Oleksandr Viksych

Personal information
- Full name: Oleksandr Yaroslavovych Viksych
- Date of birth: 10 September 1995 (age 29)
- Place of birth: Klivodin, Ukraine
- Position(s): Defender

Youth career
- 2011–2012: FC Dnipro

Senior career*
- Years: Team / Apps / (Gls)
- 2012–2015: Chornomorets Odesa / 0 / (0)
- 2014–2015: Shakhtar-3 Donetsk / 9 / (0)
- 2015–2017: Real Pharma Odesa / 45 / (0)
- 2017–2018: Naftovyk Okhtyrka / 9 / (0)
- 2018–2019: Bukovyna Chernivtsi / 11 / (0)
- 2018–2019: Real Pharma Odesa / 7 / (0)
- 2019: Bukovyna Chernivtsi / 0 / (0)
- 2023–: Toronto Falcons

= Oleksandr Viksych =

Ukrainian footballer

Oleksandr Viksych (born September 10, 1995) is a Ukrainian footballer who plays as a defender for Toronto Falcons.

== Club career ==

=== Youth career ===
Viksych played his youth football at the Ukrainian Youth Football League with teams such as RVUFK Kyiv, Monolit, and the FC Dnipro youth side. He would secure his first professional contract with Chornomorets Odesa in 2012.

=== Ukraine ===
After failing to break into the senior team with Odesa, he would instead make his professional debut with Shakhtar Donetsk's reserve team in the Ukrainian third division. He would make 9 appearances for Shakhtar during the 2014–15 season.

• Stored data:
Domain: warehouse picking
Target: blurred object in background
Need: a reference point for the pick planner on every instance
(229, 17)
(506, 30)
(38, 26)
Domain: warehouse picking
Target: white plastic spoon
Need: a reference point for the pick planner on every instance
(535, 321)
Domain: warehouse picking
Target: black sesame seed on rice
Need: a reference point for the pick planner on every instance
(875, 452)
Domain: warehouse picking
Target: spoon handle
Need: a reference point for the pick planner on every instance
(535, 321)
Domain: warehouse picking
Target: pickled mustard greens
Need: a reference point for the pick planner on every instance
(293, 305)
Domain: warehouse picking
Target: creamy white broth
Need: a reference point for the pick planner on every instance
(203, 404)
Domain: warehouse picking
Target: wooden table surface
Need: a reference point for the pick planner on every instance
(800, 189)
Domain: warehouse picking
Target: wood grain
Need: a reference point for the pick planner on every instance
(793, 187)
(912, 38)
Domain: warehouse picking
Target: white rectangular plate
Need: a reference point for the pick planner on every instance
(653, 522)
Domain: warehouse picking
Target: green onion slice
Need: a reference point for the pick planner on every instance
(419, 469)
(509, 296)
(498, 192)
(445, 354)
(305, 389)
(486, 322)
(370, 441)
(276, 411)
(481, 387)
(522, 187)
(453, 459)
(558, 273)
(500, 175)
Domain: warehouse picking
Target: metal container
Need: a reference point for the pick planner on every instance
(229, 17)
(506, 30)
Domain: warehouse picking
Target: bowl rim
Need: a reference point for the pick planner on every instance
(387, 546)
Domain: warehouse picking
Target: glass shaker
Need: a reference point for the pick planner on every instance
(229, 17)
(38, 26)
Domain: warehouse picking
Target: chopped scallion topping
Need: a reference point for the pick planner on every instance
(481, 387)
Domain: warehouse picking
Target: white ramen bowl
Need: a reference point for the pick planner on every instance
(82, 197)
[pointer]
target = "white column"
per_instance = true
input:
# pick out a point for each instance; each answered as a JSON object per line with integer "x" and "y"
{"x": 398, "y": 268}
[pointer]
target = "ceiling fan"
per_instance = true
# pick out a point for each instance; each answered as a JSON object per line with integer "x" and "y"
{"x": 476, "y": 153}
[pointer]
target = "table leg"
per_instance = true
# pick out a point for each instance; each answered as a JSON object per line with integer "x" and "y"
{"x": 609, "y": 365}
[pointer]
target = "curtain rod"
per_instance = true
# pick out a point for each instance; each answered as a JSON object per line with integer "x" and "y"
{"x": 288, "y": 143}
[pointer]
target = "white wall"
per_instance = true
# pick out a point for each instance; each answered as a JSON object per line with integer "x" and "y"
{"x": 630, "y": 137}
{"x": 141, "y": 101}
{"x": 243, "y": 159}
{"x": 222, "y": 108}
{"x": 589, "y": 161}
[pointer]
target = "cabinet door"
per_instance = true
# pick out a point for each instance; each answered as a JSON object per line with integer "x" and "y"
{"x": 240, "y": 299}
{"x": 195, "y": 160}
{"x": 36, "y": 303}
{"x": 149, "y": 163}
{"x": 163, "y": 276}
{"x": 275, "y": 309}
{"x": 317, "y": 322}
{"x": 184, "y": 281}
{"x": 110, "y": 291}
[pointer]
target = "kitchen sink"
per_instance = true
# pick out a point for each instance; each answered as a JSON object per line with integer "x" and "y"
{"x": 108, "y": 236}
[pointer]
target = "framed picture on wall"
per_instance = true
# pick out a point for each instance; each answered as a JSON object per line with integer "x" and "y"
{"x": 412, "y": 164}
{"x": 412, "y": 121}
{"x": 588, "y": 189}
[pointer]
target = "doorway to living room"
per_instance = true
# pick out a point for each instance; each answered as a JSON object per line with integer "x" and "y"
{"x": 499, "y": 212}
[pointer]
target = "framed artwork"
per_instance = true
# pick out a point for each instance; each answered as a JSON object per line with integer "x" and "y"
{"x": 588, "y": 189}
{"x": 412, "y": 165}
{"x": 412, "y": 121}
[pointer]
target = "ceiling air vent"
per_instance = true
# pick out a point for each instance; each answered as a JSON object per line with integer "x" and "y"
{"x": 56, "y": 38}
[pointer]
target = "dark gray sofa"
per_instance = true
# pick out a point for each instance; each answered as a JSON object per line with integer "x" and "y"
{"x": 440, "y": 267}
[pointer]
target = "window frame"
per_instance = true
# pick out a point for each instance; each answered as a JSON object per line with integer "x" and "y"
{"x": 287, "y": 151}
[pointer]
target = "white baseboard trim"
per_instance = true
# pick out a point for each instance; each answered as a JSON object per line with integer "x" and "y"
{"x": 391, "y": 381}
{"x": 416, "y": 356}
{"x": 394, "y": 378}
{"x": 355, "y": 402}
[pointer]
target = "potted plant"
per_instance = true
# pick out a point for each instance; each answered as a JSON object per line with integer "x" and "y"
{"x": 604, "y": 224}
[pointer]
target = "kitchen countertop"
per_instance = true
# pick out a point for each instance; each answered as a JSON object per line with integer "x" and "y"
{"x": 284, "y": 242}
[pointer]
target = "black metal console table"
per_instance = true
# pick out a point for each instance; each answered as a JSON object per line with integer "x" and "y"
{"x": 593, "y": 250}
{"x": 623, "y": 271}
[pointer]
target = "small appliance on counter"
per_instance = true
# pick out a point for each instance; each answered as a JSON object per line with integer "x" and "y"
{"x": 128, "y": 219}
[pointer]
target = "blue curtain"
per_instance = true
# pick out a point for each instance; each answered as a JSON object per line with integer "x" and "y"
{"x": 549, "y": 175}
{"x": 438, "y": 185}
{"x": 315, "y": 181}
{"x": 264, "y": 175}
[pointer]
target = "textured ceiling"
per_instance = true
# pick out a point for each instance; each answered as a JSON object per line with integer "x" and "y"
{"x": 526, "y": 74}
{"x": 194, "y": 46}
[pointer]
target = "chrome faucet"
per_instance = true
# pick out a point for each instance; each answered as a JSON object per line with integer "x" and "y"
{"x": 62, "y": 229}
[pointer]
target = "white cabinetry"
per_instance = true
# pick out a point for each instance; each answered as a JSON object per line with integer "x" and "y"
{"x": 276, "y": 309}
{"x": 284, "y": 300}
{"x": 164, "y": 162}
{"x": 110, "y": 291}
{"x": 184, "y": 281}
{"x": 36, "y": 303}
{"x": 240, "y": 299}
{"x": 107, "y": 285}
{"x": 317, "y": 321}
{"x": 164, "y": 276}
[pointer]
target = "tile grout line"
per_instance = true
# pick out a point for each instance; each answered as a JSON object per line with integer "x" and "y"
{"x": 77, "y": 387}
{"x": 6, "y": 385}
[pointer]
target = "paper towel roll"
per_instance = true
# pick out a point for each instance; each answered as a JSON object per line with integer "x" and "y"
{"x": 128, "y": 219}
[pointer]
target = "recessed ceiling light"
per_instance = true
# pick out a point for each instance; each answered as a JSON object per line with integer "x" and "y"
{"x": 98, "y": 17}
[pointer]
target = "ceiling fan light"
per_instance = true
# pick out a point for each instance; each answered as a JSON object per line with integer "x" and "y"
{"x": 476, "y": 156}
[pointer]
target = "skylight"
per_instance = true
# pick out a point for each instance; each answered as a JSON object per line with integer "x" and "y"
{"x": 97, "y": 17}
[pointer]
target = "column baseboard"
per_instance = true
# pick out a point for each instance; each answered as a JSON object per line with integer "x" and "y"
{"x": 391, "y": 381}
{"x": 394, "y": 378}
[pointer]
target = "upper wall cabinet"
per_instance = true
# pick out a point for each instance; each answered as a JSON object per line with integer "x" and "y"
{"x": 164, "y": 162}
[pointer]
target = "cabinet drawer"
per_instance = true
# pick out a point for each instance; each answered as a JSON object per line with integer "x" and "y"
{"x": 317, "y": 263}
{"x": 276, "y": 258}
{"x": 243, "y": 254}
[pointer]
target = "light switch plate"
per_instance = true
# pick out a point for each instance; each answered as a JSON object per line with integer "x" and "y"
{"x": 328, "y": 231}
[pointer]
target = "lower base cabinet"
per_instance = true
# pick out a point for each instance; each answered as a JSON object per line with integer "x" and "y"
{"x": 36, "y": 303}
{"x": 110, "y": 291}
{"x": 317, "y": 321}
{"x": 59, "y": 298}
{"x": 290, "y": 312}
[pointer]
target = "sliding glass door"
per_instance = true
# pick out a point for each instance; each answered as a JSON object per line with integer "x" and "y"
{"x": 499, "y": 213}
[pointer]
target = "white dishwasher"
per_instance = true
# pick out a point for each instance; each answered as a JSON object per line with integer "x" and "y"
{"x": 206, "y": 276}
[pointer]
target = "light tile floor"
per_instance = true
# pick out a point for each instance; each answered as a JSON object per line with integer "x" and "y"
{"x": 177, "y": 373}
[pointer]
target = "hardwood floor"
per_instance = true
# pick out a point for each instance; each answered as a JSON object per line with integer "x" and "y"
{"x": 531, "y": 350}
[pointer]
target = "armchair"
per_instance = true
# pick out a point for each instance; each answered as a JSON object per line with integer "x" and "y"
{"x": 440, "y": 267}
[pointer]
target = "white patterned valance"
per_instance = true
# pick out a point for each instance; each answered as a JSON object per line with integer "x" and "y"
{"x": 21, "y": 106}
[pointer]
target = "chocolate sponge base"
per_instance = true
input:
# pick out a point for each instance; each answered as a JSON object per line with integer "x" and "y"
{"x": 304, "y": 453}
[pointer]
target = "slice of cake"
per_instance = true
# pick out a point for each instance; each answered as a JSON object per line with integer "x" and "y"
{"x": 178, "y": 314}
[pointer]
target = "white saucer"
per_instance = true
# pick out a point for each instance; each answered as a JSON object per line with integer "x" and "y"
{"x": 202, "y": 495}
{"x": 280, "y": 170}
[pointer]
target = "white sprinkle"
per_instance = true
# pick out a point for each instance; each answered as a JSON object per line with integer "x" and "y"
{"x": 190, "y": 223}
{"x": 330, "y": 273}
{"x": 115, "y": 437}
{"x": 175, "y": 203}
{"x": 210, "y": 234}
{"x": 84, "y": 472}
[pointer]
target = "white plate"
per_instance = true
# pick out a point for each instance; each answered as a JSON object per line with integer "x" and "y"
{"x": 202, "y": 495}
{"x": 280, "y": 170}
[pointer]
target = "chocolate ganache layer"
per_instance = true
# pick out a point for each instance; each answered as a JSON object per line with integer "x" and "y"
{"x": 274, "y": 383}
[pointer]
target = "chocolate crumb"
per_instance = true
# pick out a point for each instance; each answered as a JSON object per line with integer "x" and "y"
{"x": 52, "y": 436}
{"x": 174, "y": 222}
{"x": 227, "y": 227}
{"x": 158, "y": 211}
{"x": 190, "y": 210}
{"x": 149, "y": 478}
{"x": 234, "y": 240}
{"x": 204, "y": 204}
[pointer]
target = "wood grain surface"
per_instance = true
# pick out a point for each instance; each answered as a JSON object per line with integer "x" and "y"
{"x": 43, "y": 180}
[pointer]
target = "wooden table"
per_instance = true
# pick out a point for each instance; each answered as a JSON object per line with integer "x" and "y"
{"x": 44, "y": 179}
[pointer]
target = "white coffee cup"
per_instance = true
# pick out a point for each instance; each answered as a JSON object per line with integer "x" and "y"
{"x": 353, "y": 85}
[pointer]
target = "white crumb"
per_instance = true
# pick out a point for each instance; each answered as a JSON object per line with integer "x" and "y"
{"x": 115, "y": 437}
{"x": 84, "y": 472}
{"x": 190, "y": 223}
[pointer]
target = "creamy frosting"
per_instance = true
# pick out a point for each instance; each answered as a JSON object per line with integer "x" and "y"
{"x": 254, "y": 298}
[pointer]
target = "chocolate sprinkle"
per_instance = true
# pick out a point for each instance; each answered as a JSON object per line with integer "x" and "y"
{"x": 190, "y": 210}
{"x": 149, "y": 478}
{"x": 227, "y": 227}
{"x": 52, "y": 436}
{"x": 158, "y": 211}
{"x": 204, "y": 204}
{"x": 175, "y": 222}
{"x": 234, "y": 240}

• Assignment 1:
Translate this sentence from the Viksych article into Spanish: "Oleksandr Viksych (born September 10, 1995) is a Ukrainian footballer who plays as a defender for Toronto Falcons."
• Assignment 2:
Print the portion of the Viksych article between "- 2015–2017: Real" and "Chernivtsi / 0 / (0)", inclusive.
The records have no connection to the article about Oleksandr Viksych.

• Task response 1:
Oleksandr Viksych (nacido el 10 de septiembre de 1995) es un futbolista ucraniano que juega como defensa en el Toronto Falcons.

• Task response 2:
- 2015–2017: Real Pharma Odesa / 45 / (0)
- 2017–2018: Naftovyk Okhtyrka / 9 / (0)
- 2018–2019: Bukovyna Chernivtsi / 11 / (0)
- 2018–2019: Real Pharma Odesa / 7 / (0)
- 2019: Bukovyna Chernivtsi / 0 / (0)